**PAGE EXCERPT**

============

Arizona v. Hicks, 480 U.S. 321 (1987)

2011-11-08 11:01:40

In Hicks, the Supreme Court announced that probable cause is required to justify the search or seizure of items discovered in ‘‘plain view’’ during an unrelated search. Police entered an apartment after shots were fired through its floor, injuring a man in the apartment below. While they were searching for the shooter, weapons, and other victims, an officer noticed several pieces of expensive stereo equipment that he suspected were stolen. He read and recorded the serial numbers of all the items, moving at least one of them—a turntable—to do so. The equipment was identified by these numbers as having been stolen in an armed robbery, for which the respondent Hicks was indicted.

The state trial court and the Arizona Court of Appeals granted the respondent’s motion to suppress, reasoning that the officer’s obtaining the serial numbers exceeded the scope of the exigency that justified the search following the shooting. After the Arizona Supreme Court denied review, the Supreme Court granted the state’s petition for certiorari.

============

**INPUT**

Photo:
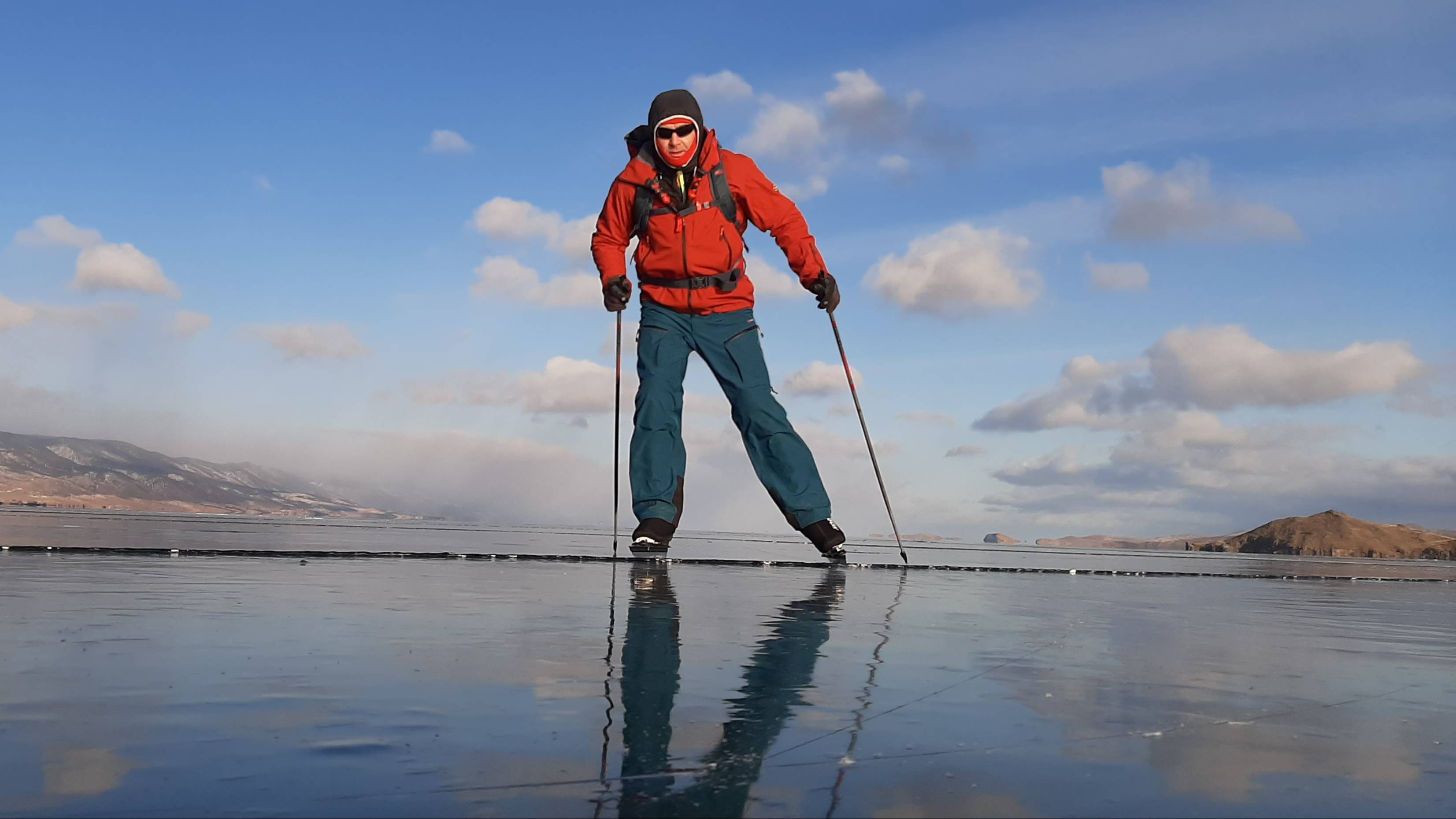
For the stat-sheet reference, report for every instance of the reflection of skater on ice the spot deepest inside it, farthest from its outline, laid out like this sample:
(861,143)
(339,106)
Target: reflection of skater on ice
(781,668)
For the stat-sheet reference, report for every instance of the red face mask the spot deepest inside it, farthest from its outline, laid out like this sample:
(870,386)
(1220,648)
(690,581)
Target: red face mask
(667,136)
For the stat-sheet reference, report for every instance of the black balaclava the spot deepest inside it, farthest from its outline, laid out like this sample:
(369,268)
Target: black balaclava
(678,102)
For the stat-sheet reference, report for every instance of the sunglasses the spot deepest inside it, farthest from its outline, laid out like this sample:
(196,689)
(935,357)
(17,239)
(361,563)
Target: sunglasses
(681,131)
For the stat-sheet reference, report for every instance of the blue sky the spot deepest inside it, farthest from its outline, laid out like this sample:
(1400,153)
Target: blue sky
(1282,172)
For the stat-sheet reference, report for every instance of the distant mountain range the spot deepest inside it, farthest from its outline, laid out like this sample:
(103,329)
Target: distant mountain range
(1327,535)
(114,475)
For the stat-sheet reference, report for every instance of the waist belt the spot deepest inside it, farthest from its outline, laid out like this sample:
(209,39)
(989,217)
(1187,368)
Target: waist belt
(726,283)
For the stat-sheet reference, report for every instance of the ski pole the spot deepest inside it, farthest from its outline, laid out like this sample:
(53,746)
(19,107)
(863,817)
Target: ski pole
(616,447)
(868,443)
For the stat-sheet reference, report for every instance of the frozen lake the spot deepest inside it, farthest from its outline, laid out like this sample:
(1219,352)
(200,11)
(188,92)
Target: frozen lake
(140,684)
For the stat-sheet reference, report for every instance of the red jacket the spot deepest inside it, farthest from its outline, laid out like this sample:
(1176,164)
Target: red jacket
(702,243)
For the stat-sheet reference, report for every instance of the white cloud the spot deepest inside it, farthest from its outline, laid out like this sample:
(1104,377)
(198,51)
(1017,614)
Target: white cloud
(894,163)
(1145,206)
(1052,221)
(564,386)
(966,451)
(57,232)
(1116,276)
(120,267)
(504,276)
(91,316)
(188,324)
(960,271)
(724,86)
(1212,369)
(1225,367)
(769,281)
(1193,460)
(784,130)
(571,386)
(522,221)
(14,315)
(312,341)
(816,187)
(931,418)
(858,98)
(448,143)
(820,379)
(609,343)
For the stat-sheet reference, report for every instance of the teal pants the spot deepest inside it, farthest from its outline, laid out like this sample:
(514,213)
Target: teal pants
(729,344)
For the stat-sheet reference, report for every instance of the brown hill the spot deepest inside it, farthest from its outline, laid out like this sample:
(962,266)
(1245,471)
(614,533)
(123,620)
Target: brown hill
(1336,535)
(113,475)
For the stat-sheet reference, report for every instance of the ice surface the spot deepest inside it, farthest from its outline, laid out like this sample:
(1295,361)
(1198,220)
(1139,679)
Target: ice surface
(244,686)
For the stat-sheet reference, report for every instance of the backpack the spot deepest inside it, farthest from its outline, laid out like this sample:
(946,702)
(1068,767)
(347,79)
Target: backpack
(650,194)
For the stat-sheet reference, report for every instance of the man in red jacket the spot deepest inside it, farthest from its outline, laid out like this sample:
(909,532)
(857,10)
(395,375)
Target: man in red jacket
(688,201)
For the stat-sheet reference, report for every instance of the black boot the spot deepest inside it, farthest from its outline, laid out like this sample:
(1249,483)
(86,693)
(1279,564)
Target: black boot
(827,539)
(651,537)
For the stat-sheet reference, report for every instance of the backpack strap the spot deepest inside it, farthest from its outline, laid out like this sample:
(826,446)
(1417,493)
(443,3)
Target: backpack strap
(722,196)
(650,192)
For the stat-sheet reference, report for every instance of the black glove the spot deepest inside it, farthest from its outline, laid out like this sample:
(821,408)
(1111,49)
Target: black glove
(826,290)
(616,295)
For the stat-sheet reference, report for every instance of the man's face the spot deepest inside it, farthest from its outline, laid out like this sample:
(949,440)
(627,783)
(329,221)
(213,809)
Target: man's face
(672,142)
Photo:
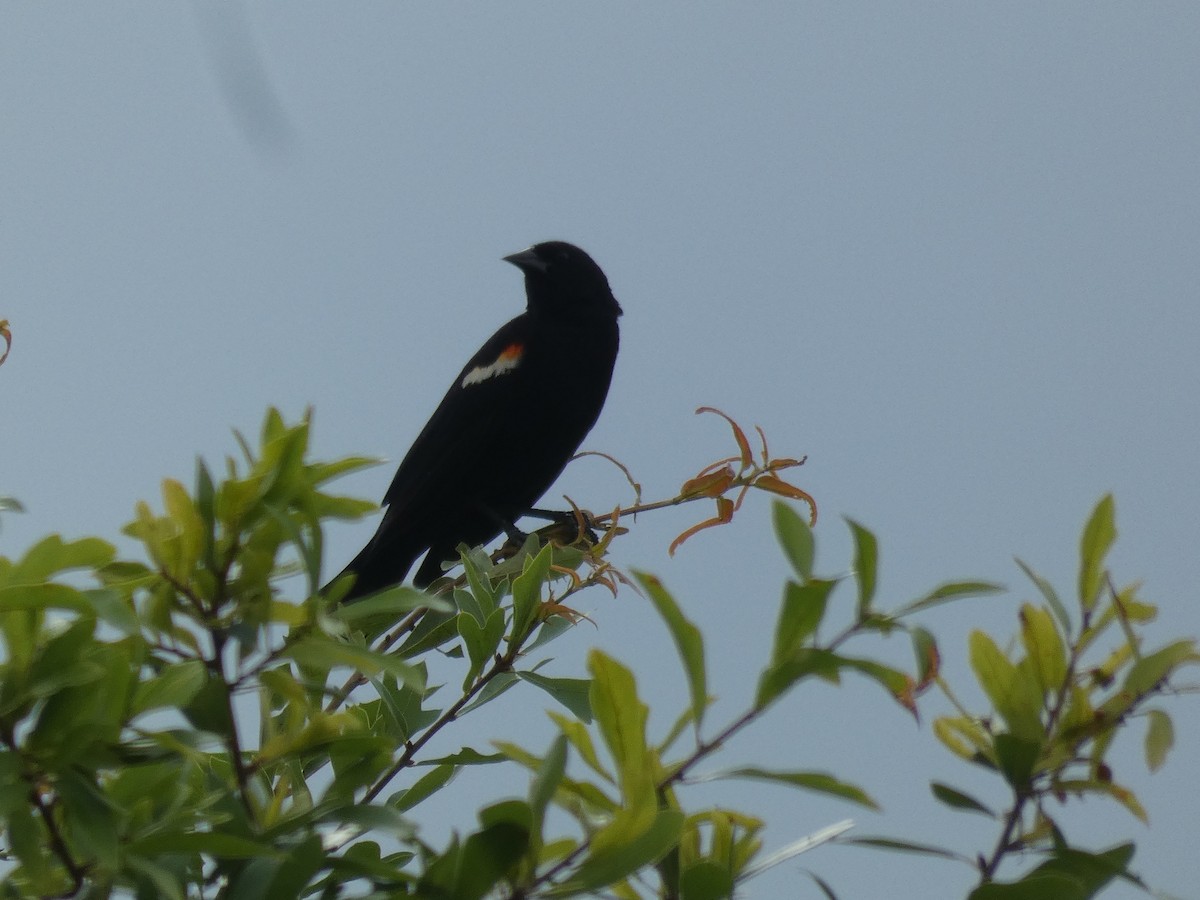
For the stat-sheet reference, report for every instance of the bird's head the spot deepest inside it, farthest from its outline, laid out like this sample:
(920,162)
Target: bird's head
(562,280)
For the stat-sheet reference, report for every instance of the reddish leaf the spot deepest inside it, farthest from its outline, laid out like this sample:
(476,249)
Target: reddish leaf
(724,516)
(777,485)
(738,435)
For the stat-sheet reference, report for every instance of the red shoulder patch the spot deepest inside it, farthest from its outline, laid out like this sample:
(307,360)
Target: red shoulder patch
(508,361)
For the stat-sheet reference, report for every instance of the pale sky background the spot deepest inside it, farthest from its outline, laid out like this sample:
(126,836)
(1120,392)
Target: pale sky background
(947,251)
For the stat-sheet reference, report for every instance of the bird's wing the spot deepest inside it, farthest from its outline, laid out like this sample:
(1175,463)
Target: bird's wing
(479,401)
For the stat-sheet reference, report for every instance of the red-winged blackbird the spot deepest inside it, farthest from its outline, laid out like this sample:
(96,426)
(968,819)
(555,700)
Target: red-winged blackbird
(507,427)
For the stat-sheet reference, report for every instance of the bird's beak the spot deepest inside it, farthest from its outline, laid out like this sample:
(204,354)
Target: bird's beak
(527,261)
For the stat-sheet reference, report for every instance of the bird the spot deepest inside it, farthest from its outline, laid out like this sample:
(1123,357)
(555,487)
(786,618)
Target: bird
(507,427)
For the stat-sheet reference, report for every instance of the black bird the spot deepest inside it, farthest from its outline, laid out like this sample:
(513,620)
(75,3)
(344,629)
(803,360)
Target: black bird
(507,427)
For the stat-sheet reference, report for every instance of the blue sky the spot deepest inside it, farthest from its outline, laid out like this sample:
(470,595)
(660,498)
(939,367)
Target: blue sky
(948,252)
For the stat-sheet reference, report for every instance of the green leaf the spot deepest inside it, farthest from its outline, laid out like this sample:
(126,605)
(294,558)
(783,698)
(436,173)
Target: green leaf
(1092,870)
(817,781)
(390,604)
(688,640)
(779,677)
(799,615)
(90,817)
(545,783)
(27,841)
(1044,648)
(867,553)
(467,756)
(706,880)
(613,862)
(1099,533)
(795,537)
(424,787)
(1159,738)
(1051,597)
(481,641)
(901,846)
(527,594)
(154,880)
(929,660)
(571,693)
(1032,887)
(329,654)
(1150,671)
(1017,759)
(897,683)
(483,861)
(1015,697)
(823,885)
(621,717)
(215,844)
(52,556)
(951,591)
(581,741)
(958,799)
(175,687)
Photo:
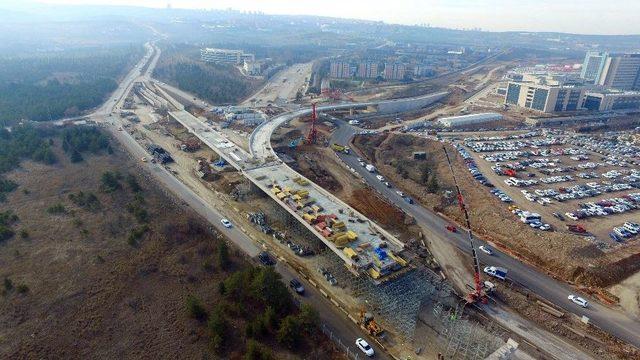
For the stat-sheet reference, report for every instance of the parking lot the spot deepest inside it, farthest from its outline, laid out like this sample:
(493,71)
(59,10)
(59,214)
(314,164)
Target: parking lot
(561,181)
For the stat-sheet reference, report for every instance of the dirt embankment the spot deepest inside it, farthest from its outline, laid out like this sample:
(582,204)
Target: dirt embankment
(564,255)
(82,289)
(569,326)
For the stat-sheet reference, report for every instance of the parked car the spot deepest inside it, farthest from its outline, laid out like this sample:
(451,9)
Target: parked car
(296,286)
(485,249)
(265,259)
(578,300)
(363,345)
(226,223)
(497,272)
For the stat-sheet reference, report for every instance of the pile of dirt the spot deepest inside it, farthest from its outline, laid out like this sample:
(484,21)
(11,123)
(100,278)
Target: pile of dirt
(370,204)
(308,164)
(562,254)
(586,337)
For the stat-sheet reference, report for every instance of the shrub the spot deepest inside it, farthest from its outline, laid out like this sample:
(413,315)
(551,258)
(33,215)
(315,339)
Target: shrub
(84,200)
(57,209)
(217,326)
(289,333)
(223,257)
(308,318)
(136,234)
(6,233)
(111,181)
(7,284)
(255,351)
(133,183)
(195,308)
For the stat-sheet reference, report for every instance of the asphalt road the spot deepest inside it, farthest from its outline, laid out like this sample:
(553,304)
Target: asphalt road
(341,327)
(610,320)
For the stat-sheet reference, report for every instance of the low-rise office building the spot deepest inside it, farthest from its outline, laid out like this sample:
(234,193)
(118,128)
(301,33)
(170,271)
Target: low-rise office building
(471,119)
(545,97)
(226,56)
(611,100)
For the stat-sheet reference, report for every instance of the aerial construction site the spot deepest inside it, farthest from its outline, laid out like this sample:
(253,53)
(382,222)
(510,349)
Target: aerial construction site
(386,215)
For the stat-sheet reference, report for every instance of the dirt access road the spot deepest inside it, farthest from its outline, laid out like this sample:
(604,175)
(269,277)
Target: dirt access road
(283,86)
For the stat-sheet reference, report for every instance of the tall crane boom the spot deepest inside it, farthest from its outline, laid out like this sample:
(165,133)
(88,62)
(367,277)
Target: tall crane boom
(478,294)
(313,132)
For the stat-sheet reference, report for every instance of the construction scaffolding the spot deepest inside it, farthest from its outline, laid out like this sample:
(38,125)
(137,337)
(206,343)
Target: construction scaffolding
(396,302)
(463,338)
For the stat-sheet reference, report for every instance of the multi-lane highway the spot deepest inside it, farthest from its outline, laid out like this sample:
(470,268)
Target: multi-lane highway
(610,320)
(341,327)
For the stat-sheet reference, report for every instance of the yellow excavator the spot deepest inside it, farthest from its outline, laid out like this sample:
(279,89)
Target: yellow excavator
(369,324)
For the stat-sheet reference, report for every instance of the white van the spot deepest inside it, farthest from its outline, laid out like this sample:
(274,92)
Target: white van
(529,217)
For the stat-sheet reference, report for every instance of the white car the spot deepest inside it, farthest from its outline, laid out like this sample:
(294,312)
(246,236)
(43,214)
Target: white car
(578,300)
(226,223)
(485,249)
(363,345)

============

**DIRECTIVES**
1. Print the passage of the Arizona v. Hicks summary starting with "The state trial" and going on through "petition for certiorari.".
2. Output the lines of the records starting with the line with "the white car" and going on through the last line of the records, reproducing each one without change.

**THE RESULTS**
1.
The state trial court and the Arizona Court of Appeals granted the respondent’s motion to suppress, reasoning that the officer’s obtaining the serial numbers exceeded the scope of the exigency that justified the search following the shooting. After the Arizona Supreme Court denied review, the Supreme Court granted the state’s petition for certiorari.

2.
For the stat-sheet reference, report for every instance of the white car the spot deepest inside it, farthest from its outline, laid out like this sample:
(294,312)
(246,236)
(43,214)
Target: white car
(578,300)
(226,223)
(485,249)
(363,345)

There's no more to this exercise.